■ **Exercise prompt**
Rewrite the listing below as a numbered list, one line per item, and drop any blank lines.

------ Stored records ------

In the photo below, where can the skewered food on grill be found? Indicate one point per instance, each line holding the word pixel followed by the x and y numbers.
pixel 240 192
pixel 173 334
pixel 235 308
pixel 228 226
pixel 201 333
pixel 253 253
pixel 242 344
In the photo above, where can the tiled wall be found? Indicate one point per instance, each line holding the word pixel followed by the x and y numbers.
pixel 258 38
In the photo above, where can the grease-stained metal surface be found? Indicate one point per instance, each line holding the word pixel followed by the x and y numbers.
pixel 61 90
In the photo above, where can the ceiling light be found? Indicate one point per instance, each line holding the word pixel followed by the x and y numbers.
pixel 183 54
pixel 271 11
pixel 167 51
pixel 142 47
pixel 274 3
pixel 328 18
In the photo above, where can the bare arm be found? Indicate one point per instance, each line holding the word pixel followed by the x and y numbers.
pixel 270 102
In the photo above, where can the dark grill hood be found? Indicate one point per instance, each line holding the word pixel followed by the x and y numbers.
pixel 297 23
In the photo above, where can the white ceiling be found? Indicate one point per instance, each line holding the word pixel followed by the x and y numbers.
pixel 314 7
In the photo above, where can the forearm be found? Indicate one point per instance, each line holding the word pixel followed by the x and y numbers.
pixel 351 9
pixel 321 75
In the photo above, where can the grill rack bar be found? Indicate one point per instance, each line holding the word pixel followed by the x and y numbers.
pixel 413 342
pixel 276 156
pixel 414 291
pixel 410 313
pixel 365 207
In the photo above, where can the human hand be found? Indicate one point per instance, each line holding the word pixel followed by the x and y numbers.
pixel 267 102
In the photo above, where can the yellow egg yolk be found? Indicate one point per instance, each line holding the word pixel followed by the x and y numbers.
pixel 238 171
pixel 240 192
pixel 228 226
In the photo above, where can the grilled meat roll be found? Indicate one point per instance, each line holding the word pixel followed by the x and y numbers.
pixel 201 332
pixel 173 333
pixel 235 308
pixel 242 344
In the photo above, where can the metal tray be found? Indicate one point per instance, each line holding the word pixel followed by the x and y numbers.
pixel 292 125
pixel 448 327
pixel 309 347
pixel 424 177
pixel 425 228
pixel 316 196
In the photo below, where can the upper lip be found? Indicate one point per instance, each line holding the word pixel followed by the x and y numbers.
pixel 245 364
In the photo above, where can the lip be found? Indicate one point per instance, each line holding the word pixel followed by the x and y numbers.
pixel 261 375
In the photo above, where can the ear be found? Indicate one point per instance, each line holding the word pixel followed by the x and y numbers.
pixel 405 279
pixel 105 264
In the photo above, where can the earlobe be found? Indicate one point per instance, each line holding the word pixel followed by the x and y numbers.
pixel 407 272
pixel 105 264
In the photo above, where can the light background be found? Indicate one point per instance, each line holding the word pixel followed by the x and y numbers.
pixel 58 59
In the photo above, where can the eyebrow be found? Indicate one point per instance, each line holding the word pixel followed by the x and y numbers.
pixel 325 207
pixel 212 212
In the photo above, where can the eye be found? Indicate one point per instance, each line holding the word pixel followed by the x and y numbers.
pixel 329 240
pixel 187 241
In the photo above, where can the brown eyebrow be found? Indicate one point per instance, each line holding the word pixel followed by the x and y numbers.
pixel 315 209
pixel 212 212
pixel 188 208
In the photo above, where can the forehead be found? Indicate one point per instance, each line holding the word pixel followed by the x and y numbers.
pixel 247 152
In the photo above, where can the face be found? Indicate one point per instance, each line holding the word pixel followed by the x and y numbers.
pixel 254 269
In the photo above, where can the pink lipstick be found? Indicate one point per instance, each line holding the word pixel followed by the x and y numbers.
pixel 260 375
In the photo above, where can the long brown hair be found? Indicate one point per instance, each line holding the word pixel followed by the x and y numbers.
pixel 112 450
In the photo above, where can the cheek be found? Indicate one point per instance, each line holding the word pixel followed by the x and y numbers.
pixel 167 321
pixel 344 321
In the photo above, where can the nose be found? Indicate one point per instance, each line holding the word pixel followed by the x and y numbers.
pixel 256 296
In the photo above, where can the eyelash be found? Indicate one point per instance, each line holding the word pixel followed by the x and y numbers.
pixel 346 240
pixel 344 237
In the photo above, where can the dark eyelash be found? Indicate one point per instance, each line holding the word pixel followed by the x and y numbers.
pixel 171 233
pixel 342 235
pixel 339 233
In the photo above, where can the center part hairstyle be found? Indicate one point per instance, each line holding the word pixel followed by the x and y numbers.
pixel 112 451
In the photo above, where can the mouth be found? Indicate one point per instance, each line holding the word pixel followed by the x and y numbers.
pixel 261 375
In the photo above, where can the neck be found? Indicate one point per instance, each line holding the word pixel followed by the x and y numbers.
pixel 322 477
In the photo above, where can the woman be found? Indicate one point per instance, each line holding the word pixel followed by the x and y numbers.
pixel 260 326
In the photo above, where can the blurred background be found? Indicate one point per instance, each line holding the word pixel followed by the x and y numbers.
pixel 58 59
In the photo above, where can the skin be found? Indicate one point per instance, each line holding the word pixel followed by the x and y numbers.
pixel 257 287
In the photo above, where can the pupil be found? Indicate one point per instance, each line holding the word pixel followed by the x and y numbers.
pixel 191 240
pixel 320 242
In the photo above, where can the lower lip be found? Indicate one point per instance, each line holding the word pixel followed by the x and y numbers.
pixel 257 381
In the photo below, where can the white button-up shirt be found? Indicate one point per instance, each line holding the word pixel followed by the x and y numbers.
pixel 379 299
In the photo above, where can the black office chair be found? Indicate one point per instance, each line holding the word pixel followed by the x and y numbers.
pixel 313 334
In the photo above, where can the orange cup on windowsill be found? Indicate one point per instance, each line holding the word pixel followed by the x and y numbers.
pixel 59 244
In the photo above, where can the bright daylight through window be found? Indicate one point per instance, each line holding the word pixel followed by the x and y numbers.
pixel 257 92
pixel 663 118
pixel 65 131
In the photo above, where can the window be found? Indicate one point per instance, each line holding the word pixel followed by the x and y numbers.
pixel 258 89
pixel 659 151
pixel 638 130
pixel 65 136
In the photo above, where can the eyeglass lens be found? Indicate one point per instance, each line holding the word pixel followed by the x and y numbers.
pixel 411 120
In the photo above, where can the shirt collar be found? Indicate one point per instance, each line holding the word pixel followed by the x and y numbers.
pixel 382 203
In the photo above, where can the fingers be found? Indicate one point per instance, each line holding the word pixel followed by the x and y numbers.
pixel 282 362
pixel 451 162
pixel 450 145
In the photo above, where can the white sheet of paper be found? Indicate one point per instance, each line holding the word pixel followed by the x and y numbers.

------

■ **Full solution**
1. In the photo below, where can the skewered food on grill be found? Indicate one point per instance, each line holding the word pixel followed by the x and y numbers.
2. pixel 240 192
3. pixel 173 334
4. pixel 235 308
5. pixel 228 226
6. pixel 201 333
7. pixel 253 253
8. pixel 242 344
9. In the photo above, where can the tiled wall be found? Indicate one point per instance, each line holding the word pixel followed by the x and y numbers.
10. pixel 258 38
11. In the photo above, where can the grease-stained metal surface be found? Indicate one point per instance, each line holding the word pixel followed by the x and y numbers.
12. pixel 61 90
13. In the photo above, where can the ceiling light be found? Indicate one point per instance, each line holding the word pixel followed by the x and y numbers.
14. pixel 183 54
15. pixel 271 11
16. pixel 167 51
17. pixel 142 47
18. pixel 274 3
19. pixel 328 18
20. In the photo above, where can the bare arm be found? Indicate one point per instance, each line holding the word pixel followed by the x and y numbers.
21. pixel 270 102
22. In the photo above, where can the dark grill hood be found? Indicate one point per instance, each line holding the word pixel followed by the x and y numbers.
23. pixel 297 23
24. In the photo above, where can the white ceiling be found? Indicate one point per instance, each line holding the word pixel followed by the x and y numbers.
25. pixel 314 7
26. In the photo above, where can the forearm be found? Indicate one point per instance, each line holding the word pixel followed by the x and y numbers.
27. pixel 351 9
28. pixel 321 75
29. In the photo above, where can the grill rack bar be found? Indicate one point per instance, each line holding the word pixel followed by the x and y numbers.
30. pixel 413 342
31. pixel 276 156
32. pixel 414 291
33. pixel 410 313
34. pixel 365 207
35. In the photo above, where can the human hand be found? Indicate one point per instance, each line holding the word pixel followed by the x and y numbers.
36. pixel 267 102
37. In the photo above, where can the yellow egg yolk be found? Indicate one point per instance, each line holding the word pixel followed by the x and y numbers.
38. pixel 238 171
39. pixel 240 192
40. pixel 228 226
41. In the photo above, where can the grilled meat roll be found? Indicate one point per instance, each line holding the word pixel followed by the x and y numbers.
42. pixel 201 332
43. pixel 173 333
44. pixel 235 308
45. pixel 242 344
46. In the photo above, where can the metal tray be found? Indicate one point per instance, each line holding the word pixel followed by the x and y numbers.
47. pixel 292 125
48. pixel 448 327
49. pixel 309 347
50. pixel 424 177
51. pixel 425 228
52. pixel 316 196
53. In the photo below, where can the upper lip be found? Indicate one point per instance, each line holding the word pixel followed by the x and y numbers.
54. pixel 245 364
55. In the photo above, where can the lip be found? Indicate one point per instance, each line holding the word pixel followed by the x and y numbers.
56. pixel 261 375
57. In the photo above, where can the ear be found? Indicate one point per instance, each line holding the word pixel followed by the x and y numbers.
58. pixel 405 279
59. pixel 105 264
60. In the photo above, where can the earlobe be found? Indicate one point per instance, each line holding the word pixel followed by the x and y numbers.
61. pixel 407 272
62. pixel 105 264
63. In the photo above, where can the light background be found? Indicate one point per instance, each line holding the word pixel followed by the x and y numbers.
64. pixel 58 59
65. In the photo above, where can the eyebrow be found? Indicate one point per instance, each line holding the word pixel followed by the x and y numbers.
66. pixel 325 207
67. pixel 212 212
68. In the photo above, where can the eye be found? Indicate one point per instance, each line holding the word pixel followed by the x and y numbers.
69. pixel 329 240
70. pixel 187 241
71. In the photo above, where can the brown eyebrow be found? Indicate one point per instance, each line holding the word pixel followed by the x and y numbers.
72. pixel 315 209
73. pixel 212 212
74. pixel 188 208
75. In the photo above, where can the forehead be found? Indicate one point per instance, each line holding the word pixel followed by the x and y numbers.
76. pixel 247 152
77. In the photo above, where can the face be found? Indicate one point per instance, each line holding the word pixel followed by the x and y numbers.
78. pixel 254 269
79. In the photo above, where can the pink lipstick be found? Indicate one point per instance, each line holding the word pixel followed by the x and y numbers.
80. pixel 260 375
81. In the photo above, where can the long brown hair be found? Indicate one point per instance, each line holding the word pixel followed by the x and y numbers.
82. pixel 112 450
83. In the photo above, where can the cheek be found? Indicate one point per instance, each line holding the word pixel followed by the x and y numbers.
84. pixel 167 321
85. pixel 344 321
86. In the photo above, where can the nose be found? Indicate one point per instance, each line holding the word pixel followed by the x and y numbers.
87. pixel 256 296
88. In the photo above, where can the eyelash be found? Indicate one point per instance, each line holding the word pixel followed by the x and y numbers.
89. pixel 346 240
90. pixel 344 237
91. In the photo above, where can the dark eyelash be found? Indicate one point per instance, each line holding the word pixel followed by the x and y numbers.
92. pixel 171 233
93. pixel 342 235
94. pixel 339 233
95. In the photo above, where can the center part hairstyle be found? Indicate one point per instance, each line holding the word pixel followed by the x and y numbers.
96. pixel 112 451
97. In the photo above, where can the mouth be found? Indicate one point per instance, each line holding the word pixel followed by the x and y numbers.
98. pixel 261 375
99. In the photo above, where can the neck be found? Indicate one point per instance, each line holding the word pixel followed by the x and y numbers.
100. pixel 322 477
101. In the photo above, where can the woman be found? Indicate one point per instance, each line holding the word pixel followed by the x and y numbers.
102. pixel 260 326
103. In the photo above, where can the blurred background be found? Indicate one point per instance, each line holding the word pixel followed by the x and y numbers.
104. pixel 58 59
105. In the photo above, where can the skin be found? Indicate one point per instance, each line holding the word pixel followed by the x and y numbers.
106. pixel 257 287
107. In the photo above, where can the pupil be found? Indicate one point per instance, each line holding the word pixel followed by the x and y numbers.
108. pixel 191 240
109. pixel 320 242
110. In the photo above, where can the lower lip be found? Indicate one point per instance, each line holding the word pixel followed by the x and y numbers.
111. pixel 257 381
112. In the photo below, where can the white button-up shirt be found? Indicate one point per instance, each line holding the word pixel followed by the x and y numbers.
113. pixel 379 299
114. In the photo above, where can the black office chair be found? Indicate one point per instance, each line holding the word pixel followed by the x and y numbers.
115. pixel 313 334
116. In the photo above, where can the orange cup on windowsill be found? Indicate one point per instance, each line holding the word pixel followed by the x and y numbers.
117. pixel 59 244
118. In the photo above, where can the bright daylight through window be found? Indicate one point per instance, each line holding the word pixel followed by the x and y numbers.
119. pixel 257 92
120. pixel 663 118
121. pixel 65 131
122. In the photo above, where can the window be found? Indicate one point per instance, each line holding the word pixel followed by the x and y numbers.
123. pixel 258 89
124. pixel 659 151
125. pixel 638 130
126. pixel 65 136
127. In the photo above, where can the eyeglass lens be found? Indicate one point per instance, each line holding the word pixel followed by the x and y numbers.
128. pixel 411 120
129. In the photo above, where can the shirt collar be found? Indicate one point per instance, each line holding the word pixel followed by the x and y numbers.
130. pixel 382 203
131. In the photo above, where can the fingers be found? Indicate one point per instance, each line holding the word pixel followed by the x and y numbers.
132. pixel 282 362
133. pixel 451 162
134. pixel 450 145
135. In the photo above, where can the white sheet of paper be found? Indicate one point per instance, each line holding the word pixel followed by the x and y numbers.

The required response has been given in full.